* TO DO *
Copy the records below exactly as they appear.

====== DATA

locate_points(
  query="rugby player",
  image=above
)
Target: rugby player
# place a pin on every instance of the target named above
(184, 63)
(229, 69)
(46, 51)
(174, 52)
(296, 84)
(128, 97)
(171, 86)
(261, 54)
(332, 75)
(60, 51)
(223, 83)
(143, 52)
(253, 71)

============

* EXPECTED ANSWER *
locate_points(
  query="rugby player",
  image=above
)
Target: rugby player
# place a pin on every instance of the target named above
(184, 63)
(229, 69)
(46, 51)
(174, 52)
(296, 84)
(128, 97)
(171, 86)
(261, 54)
(332, 75)
(60, 51)
(223, 83)
(143, 52)
(253, 71)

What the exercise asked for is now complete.